TASK STATEMENT: Copy the stretch of the records from the line containing "Would you mind pointing to the snow-capped" through the end of the records, keeping every line, and add 11 to each number in the coordinates.

:::::

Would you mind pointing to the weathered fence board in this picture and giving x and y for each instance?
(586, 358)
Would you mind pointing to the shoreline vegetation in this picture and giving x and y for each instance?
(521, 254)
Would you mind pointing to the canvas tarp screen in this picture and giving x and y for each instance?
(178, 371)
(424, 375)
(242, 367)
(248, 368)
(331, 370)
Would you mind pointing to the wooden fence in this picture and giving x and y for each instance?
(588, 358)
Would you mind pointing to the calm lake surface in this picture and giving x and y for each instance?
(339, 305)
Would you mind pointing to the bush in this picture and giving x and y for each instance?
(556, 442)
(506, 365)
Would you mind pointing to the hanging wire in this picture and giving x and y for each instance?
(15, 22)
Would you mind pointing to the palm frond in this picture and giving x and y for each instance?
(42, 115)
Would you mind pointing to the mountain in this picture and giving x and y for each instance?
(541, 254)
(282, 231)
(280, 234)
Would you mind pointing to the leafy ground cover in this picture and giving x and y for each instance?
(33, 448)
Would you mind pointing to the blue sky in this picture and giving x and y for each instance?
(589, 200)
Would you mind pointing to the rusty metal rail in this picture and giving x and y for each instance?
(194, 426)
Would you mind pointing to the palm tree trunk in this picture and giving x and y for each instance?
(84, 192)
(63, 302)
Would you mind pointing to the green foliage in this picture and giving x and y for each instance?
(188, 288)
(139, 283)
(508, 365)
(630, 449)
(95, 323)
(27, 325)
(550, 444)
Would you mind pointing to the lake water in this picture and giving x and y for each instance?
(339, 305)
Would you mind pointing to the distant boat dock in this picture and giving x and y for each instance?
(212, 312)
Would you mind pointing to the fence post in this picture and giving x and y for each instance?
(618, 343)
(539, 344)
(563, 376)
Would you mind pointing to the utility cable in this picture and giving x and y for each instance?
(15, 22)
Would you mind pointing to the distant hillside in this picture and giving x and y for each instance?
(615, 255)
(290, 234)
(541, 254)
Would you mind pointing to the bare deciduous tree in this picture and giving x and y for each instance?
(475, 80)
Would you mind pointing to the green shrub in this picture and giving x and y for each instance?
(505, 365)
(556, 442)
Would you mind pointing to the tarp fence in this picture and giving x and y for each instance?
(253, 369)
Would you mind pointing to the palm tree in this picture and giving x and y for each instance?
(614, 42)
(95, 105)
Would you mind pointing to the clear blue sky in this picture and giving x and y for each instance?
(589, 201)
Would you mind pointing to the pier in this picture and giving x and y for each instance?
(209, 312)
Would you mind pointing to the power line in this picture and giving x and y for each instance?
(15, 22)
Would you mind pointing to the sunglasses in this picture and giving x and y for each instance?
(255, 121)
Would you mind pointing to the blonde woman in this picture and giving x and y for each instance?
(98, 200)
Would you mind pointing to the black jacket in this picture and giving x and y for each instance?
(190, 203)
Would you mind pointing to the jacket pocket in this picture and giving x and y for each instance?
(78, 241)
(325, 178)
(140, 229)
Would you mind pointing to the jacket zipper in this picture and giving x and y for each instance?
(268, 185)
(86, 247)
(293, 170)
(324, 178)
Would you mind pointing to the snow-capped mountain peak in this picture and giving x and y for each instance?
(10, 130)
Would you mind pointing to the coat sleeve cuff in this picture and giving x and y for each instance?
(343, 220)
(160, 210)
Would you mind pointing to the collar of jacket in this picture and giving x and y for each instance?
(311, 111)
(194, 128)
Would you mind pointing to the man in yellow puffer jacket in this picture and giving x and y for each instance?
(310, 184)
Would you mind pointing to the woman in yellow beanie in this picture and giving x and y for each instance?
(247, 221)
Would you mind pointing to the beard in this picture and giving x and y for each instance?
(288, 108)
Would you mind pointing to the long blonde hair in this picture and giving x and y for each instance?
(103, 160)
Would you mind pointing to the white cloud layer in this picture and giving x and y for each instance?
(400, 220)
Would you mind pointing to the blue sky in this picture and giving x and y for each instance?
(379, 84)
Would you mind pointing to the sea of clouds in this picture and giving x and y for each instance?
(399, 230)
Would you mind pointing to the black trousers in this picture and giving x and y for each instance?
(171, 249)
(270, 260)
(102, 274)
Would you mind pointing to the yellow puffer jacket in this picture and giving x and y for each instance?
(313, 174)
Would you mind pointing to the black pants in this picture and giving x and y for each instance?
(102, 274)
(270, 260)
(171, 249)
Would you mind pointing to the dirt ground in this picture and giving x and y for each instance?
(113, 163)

:::::

RESULT FOR THIS TASK:
Would you mind pointing to the snow-capped mountain peak in this picture and giving x and y for each instance?
(21, 141)
Would you mind pointing to the coat sleeve cuff in this picture and giving x and y for each instance?
(354, 231)
(171, 221)
Would you mind pointing to the collar of jacket in this picture and giving x and y for each instance?
(322, 122)
(205, 139)
Would you mind pointing to the man in yellow puffer jacket in this picture and giving x and y for each instance?
(321, 195)
Would you mind pointing to the woman in yellow beanie in this picture and giving x and y for each instance?
(258, 232)
Would you mind pointing to the beard in this picture and giving x and y for each instance?
(299, 119)
Would you mind pointing to the long blonde hair in this picture and giving x and y for each instance?
(114, 171)
Would you mind pointing to the white cloud layer in this picture and giving x and y for each instance?
(411, 231)
Would you mind pointing to the blue sky in this picture and giving x and y for each instance?
(390, 95)
Would you mind pointing to the sea of clouds in this picture and giving x and y for each instance?
(410, 241)
Would you mind pointing to the black trousers in this picture and giving x and y for each instance?
(182, 260)
(281, 271)
(113, 285)
Would you mind pointing to the yellow puffer jacket in this picture and giving x and y for each instance?
(324, 185)
Would you mind pointing to the black pants in this picture and giving x and y for each instance?
(113, 285)
(281, 271)
(182, 260)
Would you mind pointing to the dirt ground in this picture and giving x and y for each instance?
(124, 174)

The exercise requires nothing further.